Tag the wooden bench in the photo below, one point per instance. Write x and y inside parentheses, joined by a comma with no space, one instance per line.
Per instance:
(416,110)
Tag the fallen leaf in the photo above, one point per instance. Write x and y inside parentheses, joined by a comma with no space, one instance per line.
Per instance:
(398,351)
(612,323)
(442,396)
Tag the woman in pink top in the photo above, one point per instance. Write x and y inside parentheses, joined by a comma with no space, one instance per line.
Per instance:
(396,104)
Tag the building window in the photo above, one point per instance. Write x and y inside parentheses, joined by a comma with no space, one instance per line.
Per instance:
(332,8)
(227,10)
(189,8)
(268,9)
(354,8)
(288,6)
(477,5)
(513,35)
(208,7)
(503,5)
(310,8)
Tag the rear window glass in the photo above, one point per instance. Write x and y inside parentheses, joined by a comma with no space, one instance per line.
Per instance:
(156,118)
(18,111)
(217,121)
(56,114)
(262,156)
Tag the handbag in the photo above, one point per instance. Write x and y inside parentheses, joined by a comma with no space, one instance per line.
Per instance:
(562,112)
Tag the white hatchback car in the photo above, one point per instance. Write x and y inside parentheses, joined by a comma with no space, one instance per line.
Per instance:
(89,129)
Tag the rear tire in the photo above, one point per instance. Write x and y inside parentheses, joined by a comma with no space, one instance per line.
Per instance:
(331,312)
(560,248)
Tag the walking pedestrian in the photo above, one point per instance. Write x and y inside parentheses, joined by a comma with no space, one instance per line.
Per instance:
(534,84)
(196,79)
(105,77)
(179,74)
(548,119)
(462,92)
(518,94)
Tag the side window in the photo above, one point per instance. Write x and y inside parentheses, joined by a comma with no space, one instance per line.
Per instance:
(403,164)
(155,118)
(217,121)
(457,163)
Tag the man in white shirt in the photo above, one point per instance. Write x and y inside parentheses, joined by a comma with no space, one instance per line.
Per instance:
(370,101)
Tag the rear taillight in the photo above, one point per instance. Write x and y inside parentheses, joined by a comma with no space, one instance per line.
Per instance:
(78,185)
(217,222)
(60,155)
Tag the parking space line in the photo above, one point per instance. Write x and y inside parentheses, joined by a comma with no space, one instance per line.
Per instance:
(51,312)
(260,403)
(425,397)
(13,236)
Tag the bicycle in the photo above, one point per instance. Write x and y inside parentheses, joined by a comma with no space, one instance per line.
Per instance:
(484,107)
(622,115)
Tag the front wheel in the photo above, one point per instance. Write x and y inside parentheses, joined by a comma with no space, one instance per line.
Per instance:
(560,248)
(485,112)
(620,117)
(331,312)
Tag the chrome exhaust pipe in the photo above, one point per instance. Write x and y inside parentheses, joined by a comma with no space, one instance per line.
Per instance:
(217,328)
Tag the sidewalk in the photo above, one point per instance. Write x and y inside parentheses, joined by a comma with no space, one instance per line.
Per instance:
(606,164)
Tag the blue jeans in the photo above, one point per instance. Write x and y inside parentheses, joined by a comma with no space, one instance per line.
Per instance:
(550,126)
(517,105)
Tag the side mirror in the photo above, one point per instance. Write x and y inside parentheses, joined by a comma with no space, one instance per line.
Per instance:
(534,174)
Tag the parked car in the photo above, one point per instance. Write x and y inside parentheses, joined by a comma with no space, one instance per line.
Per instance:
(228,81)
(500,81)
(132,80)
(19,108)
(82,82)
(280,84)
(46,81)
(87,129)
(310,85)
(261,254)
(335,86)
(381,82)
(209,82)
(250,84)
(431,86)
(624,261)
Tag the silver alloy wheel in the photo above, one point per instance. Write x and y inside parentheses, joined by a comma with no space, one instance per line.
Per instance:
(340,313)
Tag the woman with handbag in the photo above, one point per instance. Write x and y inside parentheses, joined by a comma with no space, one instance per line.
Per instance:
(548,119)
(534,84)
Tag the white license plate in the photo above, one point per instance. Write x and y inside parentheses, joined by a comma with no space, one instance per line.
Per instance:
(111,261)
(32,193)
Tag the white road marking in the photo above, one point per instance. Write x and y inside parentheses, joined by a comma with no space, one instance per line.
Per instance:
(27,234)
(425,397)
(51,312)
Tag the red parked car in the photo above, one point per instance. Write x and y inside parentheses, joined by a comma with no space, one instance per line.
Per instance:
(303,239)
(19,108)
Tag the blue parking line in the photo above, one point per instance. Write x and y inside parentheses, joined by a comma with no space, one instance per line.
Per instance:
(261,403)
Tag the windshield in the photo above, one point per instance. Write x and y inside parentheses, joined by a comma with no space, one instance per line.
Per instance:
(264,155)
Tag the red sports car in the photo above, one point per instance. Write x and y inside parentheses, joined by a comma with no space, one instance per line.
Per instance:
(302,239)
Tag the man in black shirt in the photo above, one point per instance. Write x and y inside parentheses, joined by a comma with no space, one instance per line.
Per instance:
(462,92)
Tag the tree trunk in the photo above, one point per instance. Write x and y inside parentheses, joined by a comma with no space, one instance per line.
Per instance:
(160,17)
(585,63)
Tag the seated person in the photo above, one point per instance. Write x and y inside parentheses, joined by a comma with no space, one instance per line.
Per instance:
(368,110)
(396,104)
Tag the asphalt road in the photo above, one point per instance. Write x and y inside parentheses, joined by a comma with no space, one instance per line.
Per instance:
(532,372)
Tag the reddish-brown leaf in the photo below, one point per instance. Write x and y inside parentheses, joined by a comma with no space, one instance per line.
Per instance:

= = = =

What are the lines above that hold the string "leaf"? Copy them.

** Solution to this task **
Tag the fallen leaf in the photo above, one point per instance. Write x and y inside parentheses, joined by a comma with no space, one instance per line.
Tag the reddish-brown leaf in the photo below, one point per instance. Write x and y inside parentheses, joined by a comma with no space, one instance per line.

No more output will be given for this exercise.